**STATED GOAL:**
Write out the listing below exactly, and omit any images you find in it.

**Photo-based point labeling data:**
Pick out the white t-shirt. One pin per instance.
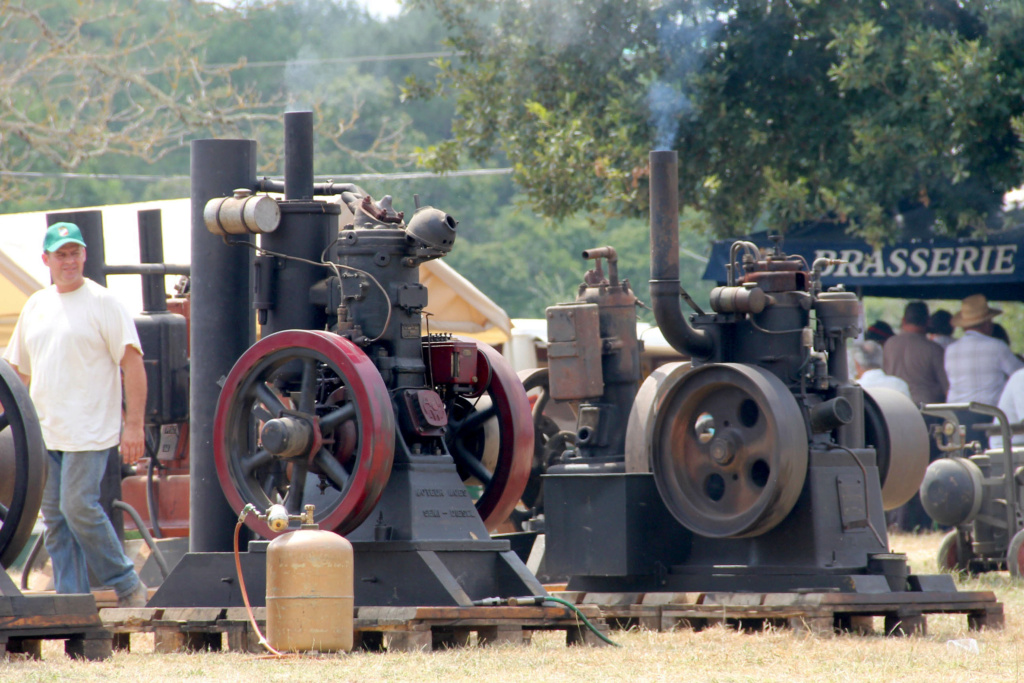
(71, 345)
(878, 378)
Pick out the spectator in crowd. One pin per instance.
(912, 357)
(880, 331)
(940, 328)
(978, 365)
(867, 366)
(75, 345)
(1012, 403)
(1000, 333)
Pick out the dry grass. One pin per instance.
(715, 654)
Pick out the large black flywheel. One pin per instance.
(23, 465)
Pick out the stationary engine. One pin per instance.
(757, 465)
(412, 444)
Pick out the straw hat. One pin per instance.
(974, 310)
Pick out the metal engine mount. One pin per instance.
(755, 466)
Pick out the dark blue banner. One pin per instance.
(934, 268)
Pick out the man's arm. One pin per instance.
(25, 378)
(133, 434)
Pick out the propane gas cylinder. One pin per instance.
(309, 591)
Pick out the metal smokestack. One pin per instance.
(665, 259)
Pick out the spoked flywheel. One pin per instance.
(23, 465)
(491, 437)
(304, 418)
(729, 450)
(893, 425)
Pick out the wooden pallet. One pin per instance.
(27, 621)
(393, 629)
(903, 613)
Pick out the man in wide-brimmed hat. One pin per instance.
(978, 365)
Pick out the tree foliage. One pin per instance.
(82, 80)
(782, 112)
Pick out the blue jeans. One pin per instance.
(79, 535)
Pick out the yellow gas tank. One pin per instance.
(309, 592)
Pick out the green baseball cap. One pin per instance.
(58, 235)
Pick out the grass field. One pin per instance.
(713, 654)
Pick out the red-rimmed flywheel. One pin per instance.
(491, 437)
(304, 418)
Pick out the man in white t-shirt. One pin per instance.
(867, 359)
(72, 342)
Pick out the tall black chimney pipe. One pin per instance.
(665, 259)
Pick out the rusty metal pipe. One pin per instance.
(611, 256)
(665, 259)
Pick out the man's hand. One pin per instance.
(133, 433)
(132, 444)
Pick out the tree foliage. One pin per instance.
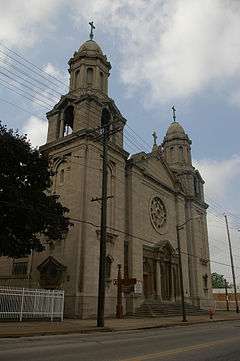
(28, 212)
(218, 281)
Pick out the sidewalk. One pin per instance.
(68, 326)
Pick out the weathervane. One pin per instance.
(91, 32)
(174, 113)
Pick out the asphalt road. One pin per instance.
(207, 342)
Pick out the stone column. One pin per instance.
(158, 280)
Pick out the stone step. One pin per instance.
(154, 309)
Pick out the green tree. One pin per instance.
(218, 280)
(28, 212)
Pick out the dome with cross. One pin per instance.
(175, 128)
(90, 47)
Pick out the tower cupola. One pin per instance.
(177, 145)
(89, 69)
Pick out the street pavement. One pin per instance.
(34, 328)
(218, 341)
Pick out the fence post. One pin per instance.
(22, 302)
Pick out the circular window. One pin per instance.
(158, 213)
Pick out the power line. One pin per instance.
(36, 86)
(23, 95)
(32, 64)
(45, 98)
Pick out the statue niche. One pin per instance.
(51, 273)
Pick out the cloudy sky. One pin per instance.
(163, 52)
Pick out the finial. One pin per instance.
(154, 134)
(174, 113)
(91, 32)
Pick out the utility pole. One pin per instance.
(119, 308)
(184, 319)
(226, 293)
(103, 233)
(232, 265)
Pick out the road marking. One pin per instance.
(181, 349)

**ANSWER TO THE EXERCISE:**
Pick out the white t-shirt. One pin per instance.
(71, 345)
(878, 378)
Pick out the spectator in crowd. One pin per instance.
(912, 357)
(880, 331)
(940, 328)
(978, 365)
(867, 366)
(75, 345)
(1012, 403)
(1000, 333)
Pick out the dry grass. One pin per instance.
(715, 654)
Pick out the large black flywheel. One pin per instance.
(23, 465)
Pick out the stationary engine. One pin per instance.
(757, 465)
(412, 444)
Pick out the straw hat. One pin per instance.
(974, 310)
Pick out the metal engine mount. One pin per instance.
(755, 466)
Pick out the dark blue banner. One pin per instance.
(934, 268)
Pick out the man's arm. One pin per instance.
(25, 378)
(133, 434)
Pick out the propane gas cylinder. One pin per instance.
(309, 591)
Pick out the metal smokestack. One pin per instance.
(665, 259)
Pick out the spoked flywheel. One pin per instance.
(23, 465)
(491, 437)
(304, 418)
(729, 450)
(893, 425)
Pick out the wooden pallet. One pin per instance.
(27, 621)
(393, 629)
(903, 613)
Pick out the man in wide-brimmed hat. One pin per instance.
(978, 365)
Pick out the tree foliage. One pin per instance.
(82, 80)
(782, 112)
Pick out the blue jeans. One pin per instance.
(79, 535)
Pick out the yellow gas tank. One pin per instance.
(309, 592)
Pick out the green baseball cap. One pin per instance.
(58, 235)
Pick out the grass field. One pin per instance.
(713, 654)
Pick out the red-rimmed flywheel. One pin per instance.
(491, 437)
(304, 418)
Pick out the man in white t-shirt. One pin per instance.
(867, 359)
(72, 342)
Pick out the tall black chimney pipe. One pin per instance.
(665, 259)
Pick out the rusty metal pipe. One pin per instance.
(611, 256)
(665, 259)
Pick out the man's hand. One pin per instance.
(133, 433)
(132, 444)
Pick out the tree foliage. One pin per instance.
(28, 212)
(218, 281)
Pick out the sidewalk. One pin per instance.
(68, 326)
Pick out the weathervane. One pin per instance.
(91, 32)
(174, 113)
Pick out the asphalt road. One pin per instance.
(207, 342)
Pick out the stone column. One pin per instance.
(158, 280)
Pick out the stone step. One pin per instance.
(154, 309)
Pick out the green tree. One pin per instance.
(218, 280)
(28, 212)
Pick out the dome with cross. One pin per instance.
(175, 128)
(90, 47)
Pick out the tower cupola. One pin per instance.
(177, 145)
(89, 69)
Pick out the street pavement. One pin per instance.
(34, 328)
(218, 341)
Pick out the fence post. One pin per instance.
(22, 302)
Pick out the circular window. One pin per instance.
(158, 213)
Pick out the power line. One pin per instance.
(36, 86)
(23, 95)
(32, 64)
(45, 98)
Pick out the statue niche. One pin per instance.
(51, 273)
Pick out the cloudy sky. One pin per instance.
(163, 52)
Pick out the finial. One pin per instance.
(154, 134)
(174, 113)
(91, 32)
Pick out the utility pole. One pin per instance.
(119, 308)
(184, 319)
(226, 293)
(103, 233)
(232, 265)
Pick out the road marking. One pin per instance.
(181, 349)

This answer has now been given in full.